[GIVEN TEXT]
# Lure colors ?



## monte39 (Nov 24, 2011)

I've been doing research on lure colors for different water conditions (stained or clear), but haven't found anything specifically for musky. So I thought I'd ask here. Do any of you guys change your lure color for each type of water, or doesn't it matter. I'm new to musky fishing got three last year still obsessed can't wait for spring. Any help would be appreciated thanks.


----------



## Anzomcik (Jul 28, 2010)

Every one will have an opinion on this, so here is mine.

I put on a bait that I can see coming in the water. If i cant see the bait on my retrieve then it is that much harder to spot a follow. 

I use alot of pure white baits for this reason. They can be seen in muddy, alge, or clear water. I catch fish on them to. So I see no need to make it complicated, if i can see it I will fish it


----------



## MuskieJim (Apr 11, 2007)

A great way to start building a lure collection you'll actually use is purchasing 2 lures when you get new ones. One hot color, one natural. You don't need every single color that's for sure! I have rarely seen a day where muskies are color specific like walleyes.


Posted using Outdoor Hub Campfire


----------



## Catproinnovations (Dec 8, 2009)

Muddy I run hot colors clear i run natural but that is correct with the white scenerio below that's basic rule of thumb for clear and muddy. but don't get me wrong any color can work any time. 


Outdoor Hub mobile, the outdoor information engine


----------



## Legend killer (Apr 20, 2011)

Black and bright. I seldom use natural colors. No lakes around me crystal clear.


----------



## Roscoe (Jul 22, 2007)

I think the way you work your lure is more important than color.But I like Black all the way.



Roscoe


----------



## ShutUpNFish (Apr 17, 2007)

If you have put enough time in enough various lakes, rivers and streams; you will certainly find that what colors work at one place may not work as well at another. The same goes with size and types of baits. However, I have also found that what might work at any given body of water one year may be different the next. One of the reasons this sport constantly keeps you guessing, even when you think you finally might have them semi-figured out. Thats why I believe its good to be versitile and prepared with a little of everything and anything when it comes to baits, colors, sizes and even tactics and methods.

As a general rule though, I have found that natural colors will produce more in clearer water and bright colors seem more effective in dingy water. Light penetration will also effect the visability underwater so dark vs. light days can also effect color. Then again many guys do very well on straight black baits at night....go figure.

I agree with the above....I feel action and vibration are far more attracting.


----------



## Burks (Jun 22, 2011)

I've found bright colors work best for me with jerk baits, Fire Tiger and Clown to be precise.

Now inline spinners I don't feel the skirt has really mattered that much, but copper blades seem to be the trick. I've caught muskie on yellow, black, fire tiger, and pink skirts.......but all had copper blades.


----------



## Mason52 (Aug 21, 2009)

Up north in the quote, unquote muskie mecca they say any color tail on a bucktail is OK as long as it's black.  I did read that before. All my bucktails either have a black tail or a white tail.. Well most of them anyway.....Almost all other bait I'll throw any color. I do like firetiger pretty good and I could care less what the water looks like. Clear, muddy, stained if they want it they can find it.. Just my opinion.

[COMPLETE THE FOLLOWING]
1 - In the lure color thread, what blade color does Burks say seems to be the trick on inline spinners?
2 - Write the next part of the musky lure color thread, picking up after its final post.

[SUPPLIED MATERIAL]
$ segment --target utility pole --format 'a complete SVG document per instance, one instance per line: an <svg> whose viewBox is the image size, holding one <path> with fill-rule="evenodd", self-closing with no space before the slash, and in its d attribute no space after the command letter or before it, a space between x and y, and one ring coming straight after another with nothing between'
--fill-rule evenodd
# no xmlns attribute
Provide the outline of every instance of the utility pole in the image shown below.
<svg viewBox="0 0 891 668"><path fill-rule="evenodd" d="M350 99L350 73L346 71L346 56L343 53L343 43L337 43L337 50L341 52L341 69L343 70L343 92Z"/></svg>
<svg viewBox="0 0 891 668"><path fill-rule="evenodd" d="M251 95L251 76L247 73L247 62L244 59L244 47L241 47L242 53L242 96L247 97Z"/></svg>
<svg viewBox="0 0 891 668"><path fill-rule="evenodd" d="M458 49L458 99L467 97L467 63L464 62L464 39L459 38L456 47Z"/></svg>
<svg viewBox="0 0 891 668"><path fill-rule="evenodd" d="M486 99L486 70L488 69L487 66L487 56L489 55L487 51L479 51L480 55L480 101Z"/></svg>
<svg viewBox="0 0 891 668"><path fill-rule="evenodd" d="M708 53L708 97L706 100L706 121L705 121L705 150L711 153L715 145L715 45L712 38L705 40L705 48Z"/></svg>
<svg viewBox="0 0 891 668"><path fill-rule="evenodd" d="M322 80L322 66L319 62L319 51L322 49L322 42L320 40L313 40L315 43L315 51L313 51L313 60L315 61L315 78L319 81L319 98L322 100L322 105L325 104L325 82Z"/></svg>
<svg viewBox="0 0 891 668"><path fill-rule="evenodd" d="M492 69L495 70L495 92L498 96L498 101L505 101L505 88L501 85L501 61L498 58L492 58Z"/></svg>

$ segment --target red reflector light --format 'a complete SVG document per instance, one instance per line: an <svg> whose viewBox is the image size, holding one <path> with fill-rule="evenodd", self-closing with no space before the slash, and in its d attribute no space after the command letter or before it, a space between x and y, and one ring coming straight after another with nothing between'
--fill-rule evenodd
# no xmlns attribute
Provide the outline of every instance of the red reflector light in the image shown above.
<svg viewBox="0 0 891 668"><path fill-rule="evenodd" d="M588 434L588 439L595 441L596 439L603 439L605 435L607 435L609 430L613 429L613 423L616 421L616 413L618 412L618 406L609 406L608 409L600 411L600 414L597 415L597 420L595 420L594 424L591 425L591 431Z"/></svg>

[THE REPLIES]
1 - Copper blades.

2 -
----------



## crittergitter (Jun 9, 2005)

If I can see it then they can see it. Like Paul said, if you fish a body of water long enough you'll find there are certain colors that will trigger the fish to bite. 

Outdoor Hub mobile, the outdoor information engine


----------



## turkeyt (Apr 13, 2006)

One thing about black is that every background shade or color is lighter than black. That makes black show against everything during daylight hours. Also can't overlook silver as a reflectve bait. when you have the right sun angles, silver will show lot's of flash. White is one of the first colors to disapear as it sinks into deeper water. Oh!! all colors catch fish and some fisherman do too. LOL Tite lines


----------



## xbenx92713 (Mar 25, 2012)

no doubt all colors work. im a huge fan of white. almost always will start with that no matter what lure im throwing. its a confidence thing. you start to like a lure and it works you use it more than the others lol. if white isnt working i will throw a natural perch. theres days where you throw the box but i dont think there is any science to the colors. as long as the lure is worked the right way at the right time they will go.


----------



## turkeyt (Apr 13, 2006)

Speaking of throwing a certain lure being a confidence thing. Does that mean muskie fisherman have no confidence, because we have more lures than Bass Pro Shop and Cabela's put together. LOL Fish on!!


----------



## 1roofmusky (May 20, 2008)

MuskieJim said:


> A great way to start building a lure collection you'll actually use is purchasing 2 lures when you get new ones. One hot color, one natural. You don't need every single color that's for sure! I have rarely seen a day where muskies are color specific like walleyes.
> 
> 
> Posted using Outdoor Hub Campfire



I have seen MANY color specific days and even color specific blocks of time during a single day on St.Clair.


----------



## Legend killer (Apr 20, 2011)

turkeyt said:


> Speaking of throwing a certain lure being a confidence thing. Does that mean muskie fisherman have no confidence, because we have more lures than Bass Pro Shop and Cabela's put together. LOL Fish on!!


Our lures just take up more space.


----------



## t.stuller (Feb 25, 2010)

Burks said:


> I've found bright colors work best for me with jerk baits, Fire Tiger and Clown to be precise.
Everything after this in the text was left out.